__How to complete this task__:
Copy out the entries below in full and exactly.
Segment Start: Material shown
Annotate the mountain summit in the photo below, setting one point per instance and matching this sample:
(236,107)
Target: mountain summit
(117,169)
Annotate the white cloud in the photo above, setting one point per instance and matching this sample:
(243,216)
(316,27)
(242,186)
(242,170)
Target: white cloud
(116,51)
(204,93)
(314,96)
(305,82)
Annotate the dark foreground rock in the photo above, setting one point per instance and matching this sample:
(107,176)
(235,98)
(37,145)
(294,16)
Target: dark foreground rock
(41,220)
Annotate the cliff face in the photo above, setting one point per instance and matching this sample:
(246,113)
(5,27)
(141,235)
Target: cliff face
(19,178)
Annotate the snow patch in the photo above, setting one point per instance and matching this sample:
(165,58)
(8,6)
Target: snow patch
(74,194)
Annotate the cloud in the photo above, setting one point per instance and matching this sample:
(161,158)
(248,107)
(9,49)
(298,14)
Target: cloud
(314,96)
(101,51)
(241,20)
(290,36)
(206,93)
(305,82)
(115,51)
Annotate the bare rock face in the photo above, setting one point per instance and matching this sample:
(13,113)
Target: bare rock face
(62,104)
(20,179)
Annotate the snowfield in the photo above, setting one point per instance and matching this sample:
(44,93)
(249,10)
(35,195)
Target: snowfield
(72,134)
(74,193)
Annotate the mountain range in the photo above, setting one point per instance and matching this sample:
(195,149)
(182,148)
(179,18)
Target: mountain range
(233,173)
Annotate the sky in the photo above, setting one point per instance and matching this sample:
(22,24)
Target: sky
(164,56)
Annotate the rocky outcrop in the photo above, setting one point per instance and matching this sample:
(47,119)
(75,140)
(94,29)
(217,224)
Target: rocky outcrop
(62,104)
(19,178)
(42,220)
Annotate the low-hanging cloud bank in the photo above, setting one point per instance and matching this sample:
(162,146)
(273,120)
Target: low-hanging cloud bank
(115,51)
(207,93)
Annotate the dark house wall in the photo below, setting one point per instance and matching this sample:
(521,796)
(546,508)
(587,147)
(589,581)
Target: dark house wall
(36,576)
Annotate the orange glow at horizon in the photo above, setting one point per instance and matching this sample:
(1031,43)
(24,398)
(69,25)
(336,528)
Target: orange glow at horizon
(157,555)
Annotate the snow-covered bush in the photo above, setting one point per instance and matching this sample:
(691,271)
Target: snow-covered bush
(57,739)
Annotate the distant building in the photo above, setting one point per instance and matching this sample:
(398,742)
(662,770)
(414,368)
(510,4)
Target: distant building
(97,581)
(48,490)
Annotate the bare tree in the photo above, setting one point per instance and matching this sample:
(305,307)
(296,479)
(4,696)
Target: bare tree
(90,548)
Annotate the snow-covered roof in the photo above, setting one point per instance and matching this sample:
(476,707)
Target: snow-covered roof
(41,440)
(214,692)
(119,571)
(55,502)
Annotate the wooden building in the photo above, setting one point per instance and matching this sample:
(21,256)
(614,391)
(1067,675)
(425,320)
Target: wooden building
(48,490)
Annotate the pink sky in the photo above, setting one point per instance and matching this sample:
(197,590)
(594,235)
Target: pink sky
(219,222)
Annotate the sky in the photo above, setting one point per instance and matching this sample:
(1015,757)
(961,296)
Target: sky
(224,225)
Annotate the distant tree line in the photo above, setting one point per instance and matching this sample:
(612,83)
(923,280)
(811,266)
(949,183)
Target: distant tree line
Segment End: Material shown
__Solved exercise__:
Annotate the mountain summit in the photo below, setting one point per instance and matching this sample:
(236,107)
Target: mountain summit
(117,169)
Annotate the white cloud in the photo above, setting one point per instance and matching this sample:
(243,216)
(316,27)
(242,186)
(242,170)
Target: white cloud
(116,51)
(204,93)
(314,96)
(305,82)
Annotate the dark foreground rock in the photo above, setting one point per instance and matching this sample:
(107,176)
(235,98)
(37,145)
(294,16)
Target: dark foreground rock
(41,220)
Annotate the cliff face in the photo above, setting one point per instance and matching this sample:
(246,113)
(5,27)
(141,235)
Target: cliff face
(19,178)
Annotate the snow patch in the photo above, setting one point per instance and matching this sample:
(165,58)
(8,6)
Target: snow patch
(74,194)
Annotate the cloud in the photo above, setting one point per instance and matching this sample:
(161,158)
(248,107)
(9,49)
(298,14)
Target: cloud
(314,96)
(101,51)
(241,20)
(290,36)
(206,93)
(305,82)
(115,51)
Annotate the bare rock face in the photo above, setting one point per instance and matching this sample:
(13,113)
Target: bare rock face
(62,104)
(20,179)
Annotate the snowfield in the photo above, setting one point per instance and matching this sample:
(44,93)
(249,10)
(35,195)
Target: snowfield
(72,134)
(74,193)
Annotate the mountain range in the photo above, setting one point per instance and matching this sample:
(195,149)
(182,148)
(179,18)
Target: mountain range
(233,173)
Annotate the sky in the photo above, setting one point per instance and matching this sample:
(22,24)
Target: sky
(164,56)
Annotate the rocky outcrop in the photo above, setting one point per instance and matching this sample:
(47,119)
(75,140)
(94,29)
(217,224)
Target: rocky outcrop
(62,104)
(19,178)
(42,220)
Annotate the low-hanging cloud bank in the photo above, setting one point per instance and matching this sample:
(162,146)
(273,120)
Target: low-hanging cloud bank
(115,51)
(207,93)
Annotate the dark house wall in the photo below, setting one point per instance and matching this sample:
(521,796)
(546,508)
(587,147)
(589,581)
Target: dark house wall
(36,576)
Annotate the orange glow at horizon in the photo above, setting one point per instance and matching this sample:
(1031,43)
(24,398)
(69,25)
(336,528)
Target: orange glow at horizon
(157,555)
Annotate the snow-covered bush in the photo above, setting one point per instance and matching this sample:
(691,271)
Target: snow-covered bush
(57,739)
Annotate the distant building in the photo above, setting one point per instance and matching this sample:
(398,742)
(662,770)
(414,368)
(510,4)
Target: distant building
(97,581)
(48,490)
Annotate the bare tree in the photo above, setting one point per instance and matching this sample:
(305,307)
(296,479)
(4,696)
Target: bare tree
(90,548)
Annotate the snow-covered roof in the photo above, setting one point per instance and matching this sample:
(476,707)
Target: snow-covered roof
(41,440)
(214,692)
(119,571)
(55,502)
Annotate the wooden building in the photo above, setting one point per instance and matching this sample:
(21,256)
(614,391)
(1067,675)
(425,320)
Target: wooden building
(48,490)
Annotate the pink sky in the photo above, setting one point per instance and matching this sample:
(197,590)
(594,235)
Target: pink sky
(219,222)
Annotate the sky in the photo above, setting one point per instance and matching this sample:
(1015,757)
(961,296)
Target: sky
(224,225)
Annotate the distant tree line in the photo above, setting one point per instance and matching this sample:
(612,83)
(923,280)
(811,266)
(949,183)
Target: distant tree line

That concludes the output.